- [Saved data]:

□ □ □ □ □

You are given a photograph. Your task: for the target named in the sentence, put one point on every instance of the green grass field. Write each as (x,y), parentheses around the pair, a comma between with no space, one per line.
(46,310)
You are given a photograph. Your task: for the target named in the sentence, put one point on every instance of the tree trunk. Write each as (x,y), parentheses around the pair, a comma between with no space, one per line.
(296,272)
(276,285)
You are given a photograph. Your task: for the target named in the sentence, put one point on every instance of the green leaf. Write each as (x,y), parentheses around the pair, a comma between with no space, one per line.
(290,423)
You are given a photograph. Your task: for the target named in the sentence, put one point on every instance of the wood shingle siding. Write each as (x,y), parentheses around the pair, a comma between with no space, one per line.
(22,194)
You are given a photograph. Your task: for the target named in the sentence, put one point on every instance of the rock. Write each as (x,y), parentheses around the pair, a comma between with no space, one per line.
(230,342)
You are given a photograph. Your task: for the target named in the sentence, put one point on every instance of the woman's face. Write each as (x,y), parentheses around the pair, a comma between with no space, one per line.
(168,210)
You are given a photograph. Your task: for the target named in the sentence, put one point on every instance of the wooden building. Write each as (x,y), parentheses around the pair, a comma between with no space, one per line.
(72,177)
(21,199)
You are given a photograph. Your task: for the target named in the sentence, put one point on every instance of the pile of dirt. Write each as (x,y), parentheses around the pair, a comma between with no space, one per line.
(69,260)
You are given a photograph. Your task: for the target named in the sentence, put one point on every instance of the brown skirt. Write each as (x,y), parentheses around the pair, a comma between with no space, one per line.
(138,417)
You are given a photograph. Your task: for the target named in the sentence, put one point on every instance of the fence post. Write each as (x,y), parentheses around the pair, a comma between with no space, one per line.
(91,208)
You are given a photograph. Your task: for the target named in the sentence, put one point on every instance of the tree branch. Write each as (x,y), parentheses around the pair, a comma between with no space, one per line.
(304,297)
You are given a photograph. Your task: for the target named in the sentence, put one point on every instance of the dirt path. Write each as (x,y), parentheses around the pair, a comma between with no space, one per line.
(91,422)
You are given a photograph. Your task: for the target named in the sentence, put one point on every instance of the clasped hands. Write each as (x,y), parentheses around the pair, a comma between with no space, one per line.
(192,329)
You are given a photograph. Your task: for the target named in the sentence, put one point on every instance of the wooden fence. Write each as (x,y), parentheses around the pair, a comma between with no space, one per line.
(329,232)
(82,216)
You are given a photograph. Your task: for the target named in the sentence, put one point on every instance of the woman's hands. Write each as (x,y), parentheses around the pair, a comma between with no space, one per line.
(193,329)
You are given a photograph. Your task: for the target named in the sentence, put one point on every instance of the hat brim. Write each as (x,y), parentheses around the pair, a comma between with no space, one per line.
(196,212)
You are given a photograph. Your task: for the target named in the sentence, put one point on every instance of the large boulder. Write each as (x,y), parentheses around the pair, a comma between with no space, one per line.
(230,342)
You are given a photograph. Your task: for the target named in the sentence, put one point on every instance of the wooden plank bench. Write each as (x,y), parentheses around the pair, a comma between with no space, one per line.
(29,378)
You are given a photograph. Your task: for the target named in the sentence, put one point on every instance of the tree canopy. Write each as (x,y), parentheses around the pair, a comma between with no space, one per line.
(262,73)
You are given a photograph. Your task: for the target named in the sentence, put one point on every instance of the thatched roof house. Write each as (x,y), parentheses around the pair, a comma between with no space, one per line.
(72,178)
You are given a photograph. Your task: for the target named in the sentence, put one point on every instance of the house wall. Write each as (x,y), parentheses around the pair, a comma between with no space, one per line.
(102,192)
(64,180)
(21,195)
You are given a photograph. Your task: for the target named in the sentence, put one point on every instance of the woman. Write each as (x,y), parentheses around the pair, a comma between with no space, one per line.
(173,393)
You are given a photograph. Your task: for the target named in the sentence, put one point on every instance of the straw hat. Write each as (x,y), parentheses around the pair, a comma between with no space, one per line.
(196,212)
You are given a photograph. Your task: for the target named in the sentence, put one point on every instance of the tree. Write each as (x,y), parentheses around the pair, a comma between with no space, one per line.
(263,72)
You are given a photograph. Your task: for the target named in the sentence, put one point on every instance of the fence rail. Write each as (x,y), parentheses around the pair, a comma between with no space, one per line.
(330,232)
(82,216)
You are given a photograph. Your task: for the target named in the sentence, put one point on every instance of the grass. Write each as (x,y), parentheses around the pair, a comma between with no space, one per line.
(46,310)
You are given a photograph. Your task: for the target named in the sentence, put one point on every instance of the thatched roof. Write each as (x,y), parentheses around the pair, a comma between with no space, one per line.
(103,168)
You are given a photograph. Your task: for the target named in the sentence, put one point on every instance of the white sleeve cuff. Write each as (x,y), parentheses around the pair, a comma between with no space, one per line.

□ □ □ □ □

- [GIVEN REQUEST]: Could you copy out, word for word, the items starting with the line that contains "of the woman." and going on through the end of the items?

- [EXPECTED ANSWER]:
You are given a photograph. Your task: for the target named in the sentence, put one point on every instance of the woman. Write each as (x,y), parentheses around the pair, a comma between with no space, one per line.
(173,393)
You are given a photograph. Your task: for the target named in the sentence, put one point on every instance of the straw hat. Write each as (x,y), parentheses around the pair, a comma between with no space, one per line.
(196,212)
You are given a photograph. Your task: for the target named in the sentence, put one point on every instance of the tree. Write each as (x,y), parentheses around the pair, a comma between with no space, one per line.
(263,72)
You are given a photograph. Your task: for the target named in the sentence, put one point on every instance of the fence rail. Write each as (x,y), parentheses around the pair, a comma between with no space, one per line.
(330,232)
(82,216)
You are given a photograph. Your task: for the target named in the sentence, put one point on every instance of the grass. Write each as (x,y), parentheses around the pair, a comma between with no space, one per line.
(46,310)
You are given a photograph. Your task: for the target named in the sentence, put one point on every instance of the thatched roof. Write each as (x,y), parentheses around the pair, a comma between with no space, one per line.
(103,168)
You are given a photograph. Your task: for the target named in the sentence, put one point on every instance of the white sleeve cuff. Write each as (x,y), parentheses around the pair, a comma between with no space, one per line.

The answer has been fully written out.